== Provided records

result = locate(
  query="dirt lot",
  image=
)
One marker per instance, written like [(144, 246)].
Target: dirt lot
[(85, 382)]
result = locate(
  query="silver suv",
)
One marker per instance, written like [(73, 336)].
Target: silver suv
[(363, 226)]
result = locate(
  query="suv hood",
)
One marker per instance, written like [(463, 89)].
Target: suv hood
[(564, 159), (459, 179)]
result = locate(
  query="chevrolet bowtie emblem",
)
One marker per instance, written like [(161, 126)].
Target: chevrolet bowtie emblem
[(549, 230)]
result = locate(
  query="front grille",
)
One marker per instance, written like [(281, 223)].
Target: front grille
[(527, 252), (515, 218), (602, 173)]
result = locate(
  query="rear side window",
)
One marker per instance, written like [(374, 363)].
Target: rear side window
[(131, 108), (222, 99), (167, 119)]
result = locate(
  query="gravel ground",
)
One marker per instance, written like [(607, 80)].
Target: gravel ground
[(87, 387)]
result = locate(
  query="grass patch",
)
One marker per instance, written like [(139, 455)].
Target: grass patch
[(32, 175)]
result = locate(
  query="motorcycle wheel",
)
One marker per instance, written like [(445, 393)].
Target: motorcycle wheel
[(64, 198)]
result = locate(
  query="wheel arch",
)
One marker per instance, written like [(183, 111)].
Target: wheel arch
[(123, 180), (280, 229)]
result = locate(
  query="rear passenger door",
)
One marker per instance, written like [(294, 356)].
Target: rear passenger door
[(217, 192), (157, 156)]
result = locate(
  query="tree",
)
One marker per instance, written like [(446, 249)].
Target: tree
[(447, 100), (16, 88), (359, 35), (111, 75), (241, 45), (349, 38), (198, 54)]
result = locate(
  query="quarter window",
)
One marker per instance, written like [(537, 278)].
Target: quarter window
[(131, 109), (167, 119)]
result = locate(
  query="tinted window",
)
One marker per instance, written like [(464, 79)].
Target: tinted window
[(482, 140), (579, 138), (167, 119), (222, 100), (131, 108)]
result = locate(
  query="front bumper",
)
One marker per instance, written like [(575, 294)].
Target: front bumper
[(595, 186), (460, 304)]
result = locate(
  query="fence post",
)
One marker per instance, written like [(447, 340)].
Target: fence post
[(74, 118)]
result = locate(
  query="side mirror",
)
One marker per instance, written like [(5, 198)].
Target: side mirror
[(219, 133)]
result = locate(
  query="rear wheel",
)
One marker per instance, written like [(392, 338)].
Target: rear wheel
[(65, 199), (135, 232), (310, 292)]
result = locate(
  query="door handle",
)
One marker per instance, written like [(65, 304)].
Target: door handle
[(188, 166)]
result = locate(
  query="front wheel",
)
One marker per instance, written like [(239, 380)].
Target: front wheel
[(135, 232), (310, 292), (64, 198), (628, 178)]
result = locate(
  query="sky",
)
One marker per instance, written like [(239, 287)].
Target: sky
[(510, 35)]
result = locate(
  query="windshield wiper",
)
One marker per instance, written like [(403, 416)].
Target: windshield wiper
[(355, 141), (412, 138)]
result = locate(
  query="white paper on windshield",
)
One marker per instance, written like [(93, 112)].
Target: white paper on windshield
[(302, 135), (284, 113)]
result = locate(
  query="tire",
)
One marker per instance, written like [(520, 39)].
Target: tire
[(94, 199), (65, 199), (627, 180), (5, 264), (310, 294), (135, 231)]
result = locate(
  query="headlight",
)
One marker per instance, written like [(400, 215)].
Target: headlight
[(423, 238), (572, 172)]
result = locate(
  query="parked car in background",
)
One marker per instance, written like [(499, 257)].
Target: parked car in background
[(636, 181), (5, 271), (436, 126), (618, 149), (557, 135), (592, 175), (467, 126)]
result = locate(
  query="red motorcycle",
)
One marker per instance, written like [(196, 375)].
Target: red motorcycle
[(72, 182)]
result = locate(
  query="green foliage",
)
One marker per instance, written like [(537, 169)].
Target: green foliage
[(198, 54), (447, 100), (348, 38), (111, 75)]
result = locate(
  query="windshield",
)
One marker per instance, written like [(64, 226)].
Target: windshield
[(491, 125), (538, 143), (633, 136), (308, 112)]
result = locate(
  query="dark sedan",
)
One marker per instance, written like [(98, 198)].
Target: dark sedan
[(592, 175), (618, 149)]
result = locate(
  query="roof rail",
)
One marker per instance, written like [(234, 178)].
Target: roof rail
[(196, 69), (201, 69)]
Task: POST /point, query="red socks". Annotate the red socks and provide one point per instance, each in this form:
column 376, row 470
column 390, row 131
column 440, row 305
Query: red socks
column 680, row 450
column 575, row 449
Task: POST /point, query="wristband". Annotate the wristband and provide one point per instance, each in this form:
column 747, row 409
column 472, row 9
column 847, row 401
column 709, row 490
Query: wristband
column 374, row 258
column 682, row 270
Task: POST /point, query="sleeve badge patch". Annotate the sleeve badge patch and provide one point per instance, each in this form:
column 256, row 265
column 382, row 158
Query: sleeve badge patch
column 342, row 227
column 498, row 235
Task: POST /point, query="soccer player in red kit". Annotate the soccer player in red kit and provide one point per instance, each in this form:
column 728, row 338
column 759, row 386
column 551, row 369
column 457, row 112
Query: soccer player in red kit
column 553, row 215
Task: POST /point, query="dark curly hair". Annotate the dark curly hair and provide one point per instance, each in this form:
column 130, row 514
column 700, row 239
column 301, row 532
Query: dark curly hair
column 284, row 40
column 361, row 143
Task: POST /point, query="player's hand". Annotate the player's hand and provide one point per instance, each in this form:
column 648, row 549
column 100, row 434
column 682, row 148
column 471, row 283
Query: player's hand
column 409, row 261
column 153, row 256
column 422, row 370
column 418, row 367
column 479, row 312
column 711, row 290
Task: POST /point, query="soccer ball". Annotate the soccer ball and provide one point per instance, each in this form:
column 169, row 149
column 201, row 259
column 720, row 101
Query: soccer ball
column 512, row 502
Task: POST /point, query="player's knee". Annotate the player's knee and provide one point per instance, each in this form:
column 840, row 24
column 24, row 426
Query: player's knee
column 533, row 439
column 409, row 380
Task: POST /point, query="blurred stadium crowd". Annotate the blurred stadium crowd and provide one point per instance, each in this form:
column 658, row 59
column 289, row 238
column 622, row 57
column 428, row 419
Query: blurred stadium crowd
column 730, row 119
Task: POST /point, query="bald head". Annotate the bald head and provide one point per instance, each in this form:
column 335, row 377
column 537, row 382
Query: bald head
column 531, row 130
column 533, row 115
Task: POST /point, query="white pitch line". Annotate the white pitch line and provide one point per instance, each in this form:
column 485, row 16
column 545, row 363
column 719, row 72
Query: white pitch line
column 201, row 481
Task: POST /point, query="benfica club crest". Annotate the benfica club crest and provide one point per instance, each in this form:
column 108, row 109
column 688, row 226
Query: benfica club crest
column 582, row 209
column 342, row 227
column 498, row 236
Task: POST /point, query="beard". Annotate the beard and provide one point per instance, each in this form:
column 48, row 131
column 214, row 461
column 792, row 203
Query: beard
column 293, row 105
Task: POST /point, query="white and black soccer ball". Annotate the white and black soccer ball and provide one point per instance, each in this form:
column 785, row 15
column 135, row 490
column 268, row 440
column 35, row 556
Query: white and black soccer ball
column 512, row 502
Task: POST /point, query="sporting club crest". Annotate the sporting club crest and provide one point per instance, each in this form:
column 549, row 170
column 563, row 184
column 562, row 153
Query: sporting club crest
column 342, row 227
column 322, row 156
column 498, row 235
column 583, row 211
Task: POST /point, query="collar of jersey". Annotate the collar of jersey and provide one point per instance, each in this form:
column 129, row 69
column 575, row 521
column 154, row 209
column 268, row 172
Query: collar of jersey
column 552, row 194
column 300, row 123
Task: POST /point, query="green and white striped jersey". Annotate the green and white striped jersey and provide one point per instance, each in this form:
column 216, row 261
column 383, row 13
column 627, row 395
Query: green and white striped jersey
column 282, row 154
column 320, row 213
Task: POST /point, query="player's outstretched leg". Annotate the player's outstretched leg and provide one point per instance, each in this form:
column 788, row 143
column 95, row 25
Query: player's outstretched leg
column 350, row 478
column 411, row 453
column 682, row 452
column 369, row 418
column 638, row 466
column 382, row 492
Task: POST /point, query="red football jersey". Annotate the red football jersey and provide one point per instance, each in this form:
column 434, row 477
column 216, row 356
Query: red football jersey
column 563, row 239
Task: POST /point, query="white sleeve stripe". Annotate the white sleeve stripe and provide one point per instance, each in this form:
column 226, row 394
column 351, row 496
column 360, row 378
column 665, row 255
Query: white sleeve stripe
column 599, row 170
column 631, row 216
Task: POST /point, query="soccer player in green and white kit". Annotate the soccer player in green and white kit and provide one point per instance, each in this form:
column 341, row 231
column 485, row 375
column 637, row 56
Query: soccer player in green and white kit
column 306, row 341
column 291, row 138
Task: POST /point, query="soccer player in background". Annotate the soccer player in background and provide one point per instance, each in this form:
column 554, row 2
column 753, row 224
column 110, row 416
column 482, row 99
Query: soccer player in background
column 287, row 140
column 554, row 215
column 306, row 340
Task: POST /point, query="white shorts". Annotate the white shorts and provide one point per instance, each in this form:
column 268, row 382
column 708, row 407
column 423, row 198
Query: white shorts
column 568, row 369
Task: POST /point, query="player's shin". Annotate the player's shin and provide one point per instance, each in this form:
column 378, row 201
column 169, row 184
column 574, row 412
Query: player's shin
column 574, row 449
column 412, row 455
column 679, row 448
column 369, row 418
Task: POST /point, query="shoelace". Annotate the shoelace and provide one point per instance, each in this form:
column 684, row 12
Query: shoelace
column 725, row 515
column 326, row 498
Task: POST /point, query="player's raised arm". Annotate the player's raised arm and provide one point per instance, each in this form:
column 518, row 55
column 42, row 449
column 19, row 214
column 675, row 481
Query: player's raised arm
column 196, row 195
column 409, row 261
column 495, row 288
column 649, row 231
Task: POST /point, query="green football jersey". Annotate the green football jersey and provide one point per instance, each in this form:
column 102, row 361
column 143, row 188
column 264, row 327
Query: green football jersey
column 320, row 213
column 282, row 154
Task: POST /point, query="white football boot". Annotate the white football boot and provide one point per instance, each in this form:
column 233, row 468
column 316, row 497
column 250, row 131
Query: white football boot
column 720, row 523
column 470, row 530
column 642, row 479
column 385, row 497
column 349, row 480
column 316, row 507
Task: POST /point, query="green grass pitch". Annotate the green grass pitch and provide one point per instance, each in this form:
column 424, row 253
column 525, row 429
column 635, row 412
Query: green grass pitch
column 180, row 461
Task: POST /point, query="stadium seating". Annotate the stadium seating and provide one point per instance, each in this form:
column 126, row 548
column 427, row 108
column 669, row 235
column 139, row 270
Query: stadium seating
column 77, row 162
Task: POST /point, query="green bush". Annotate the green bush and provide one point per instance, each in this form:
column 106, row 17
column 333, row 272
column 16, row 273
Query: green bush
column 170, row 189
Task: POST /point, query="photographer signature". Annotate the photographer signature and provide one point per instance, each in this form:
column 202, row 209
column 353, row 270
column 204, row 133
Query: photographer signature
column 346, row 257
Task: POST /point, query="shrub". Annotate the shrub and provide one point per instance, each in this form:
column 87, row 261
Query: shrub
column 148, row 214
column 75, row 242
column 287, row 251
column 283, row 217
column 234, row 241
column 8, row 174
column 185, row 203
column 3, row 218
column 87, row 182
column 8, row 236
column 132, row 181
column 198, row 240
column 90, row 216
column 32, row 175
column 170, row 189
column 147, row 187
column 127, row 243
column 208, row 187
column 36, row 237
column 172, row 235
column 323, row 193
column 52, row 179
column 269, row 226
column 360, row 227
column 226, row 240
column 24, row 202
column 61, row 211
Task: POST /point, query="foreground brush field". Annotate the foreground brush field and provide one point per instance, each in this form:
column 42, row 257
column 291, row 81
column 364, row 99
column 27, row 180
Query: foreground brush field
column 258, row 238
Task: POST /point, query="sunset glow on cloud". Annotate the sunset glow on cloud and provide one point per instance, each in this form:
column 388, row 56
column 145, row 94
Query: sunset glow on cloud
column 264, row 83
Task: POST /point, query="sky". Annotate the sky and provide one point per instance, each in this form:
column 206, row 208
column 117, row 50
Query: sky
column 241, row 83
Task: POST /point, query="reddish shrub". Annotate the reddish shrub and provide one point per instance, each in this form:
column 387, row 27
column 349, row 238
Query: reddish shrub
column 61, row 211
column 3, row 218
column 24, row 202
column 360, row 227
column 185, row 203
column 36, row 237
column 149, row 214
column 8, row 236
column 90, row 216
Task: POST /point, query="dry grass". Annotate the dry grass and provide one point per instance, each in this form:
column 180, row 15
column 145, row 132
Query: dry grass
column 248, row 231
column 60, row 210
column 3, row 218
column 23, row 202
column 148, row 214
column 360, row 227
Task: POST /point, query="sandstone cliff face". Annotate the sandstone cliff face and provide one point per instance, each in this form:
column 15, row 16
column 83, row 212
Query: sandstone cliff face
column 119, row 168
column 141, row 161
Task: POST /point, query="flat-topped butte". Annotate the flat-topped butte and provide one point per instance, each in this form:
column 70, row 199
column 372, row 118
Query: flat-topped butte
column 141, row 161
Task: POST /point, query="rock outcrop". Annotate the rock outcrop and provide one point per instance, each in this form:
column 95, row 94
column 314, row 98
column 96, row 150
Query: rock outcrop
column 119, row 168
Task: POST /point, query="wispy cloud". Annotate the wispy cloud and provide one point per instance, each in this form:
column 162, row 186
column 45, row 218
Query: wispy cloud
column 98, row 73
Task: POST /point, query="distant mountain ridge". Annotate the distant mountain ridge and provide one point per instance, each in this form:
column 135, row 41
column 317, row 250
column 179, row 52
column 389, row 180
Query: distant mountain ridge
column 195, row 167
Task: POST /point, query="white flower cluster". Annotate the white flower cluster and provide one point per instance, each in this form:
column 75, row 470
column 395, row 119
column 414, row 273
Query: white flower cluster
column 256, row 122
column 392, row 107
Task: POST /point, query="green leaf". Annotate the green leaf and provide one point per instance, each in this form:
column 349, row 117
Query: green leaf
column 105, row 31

====

What is expected: Copy the lines above word for word, starting at the line that contains "Annotate the stadium" and ending after the line that contains "column 77, row 162".

Exercise output:
Task: POST /point, query="stadium seating". Annotate the stadium seating and provide one point per instance, each in this form:
column 126, row 548
column 427, row 108
column 669, row 235
column 139, row 270
Query: stadium seating
column 77, row 162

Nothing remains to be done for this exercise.